◆ Information shown:
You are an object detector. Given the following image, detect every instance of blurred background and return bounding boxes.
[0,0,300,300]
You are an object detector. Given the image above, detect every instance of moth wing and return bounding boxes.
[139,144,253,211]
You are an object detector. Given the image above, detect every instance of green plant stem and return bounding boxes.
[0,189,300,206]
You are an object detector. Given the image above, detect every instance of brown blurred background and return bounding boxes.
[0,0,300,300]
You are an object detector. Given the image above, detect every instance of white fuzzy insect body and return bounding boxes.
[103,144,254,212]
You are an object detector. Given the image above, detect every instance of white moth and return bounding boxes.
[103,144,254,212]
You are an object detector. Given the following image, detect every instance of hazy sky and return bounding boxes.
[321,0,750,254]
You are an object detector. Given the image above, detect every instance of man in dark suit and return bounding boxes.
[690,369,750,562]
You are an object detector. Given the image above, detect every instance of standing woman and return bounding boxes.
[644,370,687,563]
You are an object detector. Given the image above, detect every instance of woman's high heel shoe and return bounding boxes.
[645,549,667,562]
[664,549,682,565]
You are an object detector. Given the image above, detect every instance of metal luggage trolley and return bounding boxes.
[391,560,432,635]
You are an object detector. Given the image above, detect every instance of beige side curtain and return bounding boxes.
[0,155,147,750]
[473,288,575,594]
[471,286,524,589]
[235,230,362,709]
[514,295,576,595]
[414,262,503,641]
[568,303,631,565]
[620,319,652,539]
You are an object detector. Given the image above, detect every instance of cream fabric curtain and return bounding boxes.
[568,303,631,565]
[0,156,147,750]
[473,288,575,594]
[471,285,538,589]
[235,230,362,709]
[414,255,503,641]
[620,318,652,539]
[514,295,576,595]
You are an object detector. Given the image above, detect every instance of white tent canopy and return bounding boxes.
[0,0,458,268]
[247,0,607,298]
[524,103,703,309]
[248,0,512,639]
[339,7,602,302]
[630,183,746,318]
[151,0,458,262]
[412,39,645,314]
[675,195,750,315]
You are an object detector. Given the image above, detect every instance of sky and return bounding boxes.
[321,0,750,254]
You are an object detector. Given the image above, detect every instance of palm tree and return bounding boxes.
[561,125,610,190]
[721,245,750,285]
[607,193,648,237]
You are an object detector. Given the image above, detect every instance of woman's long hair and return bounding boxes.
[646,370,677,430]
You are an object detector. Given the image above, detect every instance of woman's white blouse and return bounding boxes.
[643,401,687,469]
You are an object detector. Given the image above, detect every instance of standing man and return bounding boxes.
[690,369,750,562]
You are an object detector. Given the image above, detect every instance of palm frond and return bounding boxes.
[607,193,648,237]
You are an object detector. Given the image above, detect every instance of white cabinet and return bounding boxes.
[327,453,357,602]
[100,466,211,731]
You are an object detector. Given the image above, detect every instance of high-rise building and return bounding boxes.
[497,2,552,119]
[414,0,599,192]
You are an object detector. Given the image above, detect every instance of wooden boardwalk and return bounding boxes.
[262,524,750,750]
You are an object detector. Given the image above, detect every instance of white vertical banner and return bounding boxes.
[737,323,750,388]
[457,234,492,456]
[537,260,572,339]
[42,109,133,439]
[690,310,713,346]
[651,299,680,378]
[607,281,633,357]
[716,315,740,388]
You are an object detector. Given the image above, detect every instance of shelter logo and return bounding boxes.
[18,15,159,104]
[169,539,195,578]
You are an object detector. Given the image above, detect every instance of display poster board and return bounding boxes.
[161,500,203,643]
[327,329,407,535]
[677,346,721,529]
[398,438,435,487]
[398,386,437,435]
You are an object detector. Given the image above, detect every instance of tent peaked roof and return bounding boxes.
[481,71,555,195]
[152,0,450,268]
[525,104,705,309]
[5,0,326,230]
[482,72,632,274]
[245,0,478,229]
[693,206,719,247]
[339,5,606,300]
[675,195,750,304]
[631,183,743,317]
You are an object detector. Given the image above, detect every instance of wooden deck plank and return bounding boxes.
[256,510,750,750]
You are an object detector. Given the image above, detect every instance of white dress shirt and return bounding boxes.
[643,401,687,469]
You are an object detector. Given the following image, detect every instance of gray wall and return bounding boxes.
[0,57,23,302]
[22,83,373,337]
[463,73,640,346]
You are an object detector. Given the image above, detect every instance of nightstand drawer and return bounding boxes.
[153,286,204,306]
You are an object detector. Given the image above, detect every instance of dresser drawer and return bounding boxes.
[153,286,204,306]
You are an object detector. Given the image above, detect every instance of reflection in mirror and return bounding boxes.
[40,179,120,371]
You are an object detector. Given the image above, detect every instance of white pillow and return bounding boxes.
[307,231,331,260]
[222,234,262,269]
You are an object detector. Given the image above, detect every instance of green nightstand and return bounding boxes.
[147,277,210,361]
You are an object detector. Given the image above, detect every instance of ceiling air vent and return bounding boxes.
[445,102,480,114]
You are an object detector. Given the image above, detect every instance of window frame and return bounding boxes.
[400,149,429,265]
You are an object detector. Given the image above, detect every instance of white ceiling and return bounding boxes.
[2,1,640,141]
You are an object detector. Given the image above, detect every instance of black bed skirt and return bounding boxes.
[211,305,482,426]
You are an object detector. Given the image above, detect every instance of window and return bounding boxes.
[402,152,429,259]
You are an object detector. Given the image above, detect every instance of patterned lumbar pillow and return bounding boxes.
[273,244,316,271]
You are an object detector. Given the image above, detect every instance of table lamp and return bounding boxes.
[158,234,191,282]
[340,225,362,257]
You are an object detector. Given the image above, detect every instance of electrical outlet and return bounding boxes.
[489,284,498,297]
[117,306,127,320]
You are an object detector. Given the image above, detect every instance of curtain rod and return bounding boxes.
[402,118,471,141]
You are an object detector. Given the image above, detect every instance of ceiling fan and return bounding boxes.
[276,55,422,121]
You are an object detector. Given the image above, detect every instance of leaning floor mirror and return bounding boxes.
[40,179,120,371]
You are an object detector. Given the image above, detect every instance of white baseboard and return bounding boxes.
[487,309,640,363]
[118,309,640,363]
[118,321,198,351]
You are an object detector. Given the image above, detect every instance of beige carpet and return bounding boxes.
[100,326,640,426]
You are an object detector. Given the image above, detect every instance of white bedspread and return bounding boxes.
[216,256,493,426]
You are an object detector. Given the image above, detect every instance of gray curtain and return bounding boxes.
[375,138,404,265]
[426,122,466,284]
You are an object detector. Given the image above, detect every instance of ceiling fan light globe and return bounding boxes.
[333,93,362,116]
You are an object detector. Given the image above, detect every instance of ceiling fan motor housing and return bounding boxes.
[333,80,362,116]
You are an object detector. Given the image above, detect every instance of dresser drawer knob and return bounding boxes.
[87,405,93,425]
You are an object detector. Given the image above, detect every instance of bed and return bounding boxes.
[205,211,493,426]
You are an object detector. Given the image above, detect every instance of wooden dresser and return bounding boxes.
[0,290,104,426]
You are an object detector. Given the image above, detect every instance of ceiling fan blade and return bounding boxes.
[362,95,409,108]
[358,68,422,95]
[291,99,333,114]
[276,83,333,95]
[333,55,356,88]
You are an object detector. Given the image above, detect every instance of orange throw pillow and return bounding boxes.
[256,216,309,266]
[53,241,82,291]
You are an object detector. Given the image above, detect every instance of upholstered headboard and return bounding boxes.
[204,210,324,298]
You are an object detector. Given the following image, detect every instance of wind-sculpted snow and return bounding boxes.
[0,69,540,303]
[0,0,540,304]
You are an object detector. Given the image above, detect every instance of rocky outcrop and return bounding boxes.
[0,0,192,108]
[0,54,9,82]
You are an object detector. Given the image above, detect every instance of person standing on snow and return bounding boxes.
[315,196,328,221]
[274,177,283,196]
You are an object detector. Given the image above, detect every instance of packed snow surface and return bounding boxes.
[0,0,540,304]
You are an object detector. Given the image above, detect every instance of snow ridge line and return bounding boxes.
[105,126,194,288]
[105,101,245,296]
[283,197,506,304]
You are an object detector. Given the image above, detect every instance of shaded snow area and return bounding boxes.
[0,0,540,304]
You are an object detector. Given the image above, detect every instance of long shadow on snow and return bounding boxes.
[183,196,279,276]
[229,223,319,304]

◆ What to produce: Rescale the records from their start through the line containing "[139,144,253,211]", inclusive. Reproduce every line in that span, multiply each bounding box coordinate by 0.8 and round it to a whole number (halves round up), and leave all other wording unchanged.

◆ Reply to the task:
You are an object detector. Given the following image, detect every instance of blurred background and return bounding boxes.
[0,0,240,240]
You are an object detector. Given the image above, detect every instance of moth wing and return bounding boxes.
[111,115,202,169]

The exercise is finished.